Task description >> Can you reproduce the essay on learned divisions word for word, starting at "What we fail" and ending at "they’d all agree."?

Selected excerpt >>

- - -

Few adults have kept the wonder. Interestingly enough, if you go to a facility that houses ‘developmentally disabled’ adults, adults who weren’t able to absorb our conventions and language, you’ll see people who are eager to show you a picture, or a toy, or an empty glass. They find such things endlessly amazing. Of course, we think they’re simply ‘dumb’, but maybe they’re on to something . . .

What Else We Learn As Children

Now, it’s not just the convention of language that we are taught. We are taught ‘divisions’ as well. Divisions are lines that are drawn around certain things of the world. All the things of the world, in fact. We draw them around the outlines of objects when we pick one up and tell the name of the thing to a child. ‘This is an apple’, we say, holding it up. And we imply that it is bound by its skin. ‘That is daddy, and this is mommy’. Separate. ‘That is a mosquito (squish!)

As the child grows more masterful at language, we can deliver more complicated fictions to them. “This is my action, and this is the consequence.” (i.e. If you sass off, you’ll get in trouble.) This is very useful for conditioning behavior, but it also begins to teach children that actions are divided, that there is ‘cause and effect’. Of course, there are no lines between a ‘cause’ and an ‘effect’, because the entire concept is purely conventional.

We create more divisions by teaching children the different continents and nations and states, by teaching them the different nationalities, by teaching them about different languages and religions, and the concept of ‘good and bad’ and ‘right and wrong’.

Our Lines are Arbitrary

What we fail to show children is that divisions are all conventional, and that they only hold up as illusions if we don’t look too carefully. If we stand ten miles away and look at the peaks of two mountains, we can easily say ‘That’s Mount Holly and that’s Mount Pine.’ If we never look any deeper, we can go our whole lives thinking of them as quite distinct. But if we land ten people by helicopter on the top of Mount Holly and ask them to walk down the slope and mark the place where Mount Holly ends and Mount Pine begins, they’ll all troop down into the foothills and valleys and mark ten different places where they feel the two mountains are divided. That’s because the line is a matter of convention, and none of them would feel sure they had the ‘real’ place until a person they considered ‘of authority’ drew an imaginary line for them. Then they’d all agree.

All objects, all concepts, are like those mountains, if you look closely enough. No lines exist in nature except those that we draw by convention.

- - -

Listed entries >>

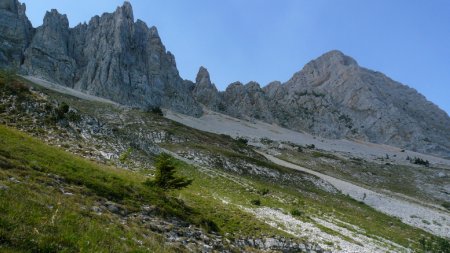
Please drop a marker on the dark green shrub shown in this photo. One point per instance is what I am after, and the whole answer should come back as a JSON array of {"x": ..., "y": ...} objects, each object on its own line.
[
  {"x": 61, "y": 111},
  {"x": 446, "y": 205},
  {"x": 209, "y": 225},
  {"x": 311, "y": 146},
  {"x": 157, "y": 110},
  {"x": 420, "y": 161},
  {"x": 263, "y": 191},
  {"x": 296, "y": 212},
  {"x": 435, "y": 244},
  {"x": 165, "y": 175},
  {"x": 242, "y": 142},
  {"x": 255, "y": 202}
]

- - -

Written answer >>
What we fail to show children is that divisions are all conventional, and that they only hold up as illusions if we don’t look too carefully. If we stand ten miles away and look at the peaks of two mountains, we can easily say ‘That’s Mount Holly and that’s Mount Pine.’ If we never look any deeper, we can go our whole lives thinking of them as quite distinct. But if we land ten people by helicopter on the top of Mount Holly and ask them to walk down the slope and mark the place where Mount Holly ends and Mount Pine begins, they’ll all troop down into the foothills and valleys and mark ten different places where they feel the two mountains are divided. That’s because the line is a matter of convention, and none of them would feel sure they had the ‘real’ place until a person they considered ‘of authority’ drew an imaginary line for them. Then they’d all agree.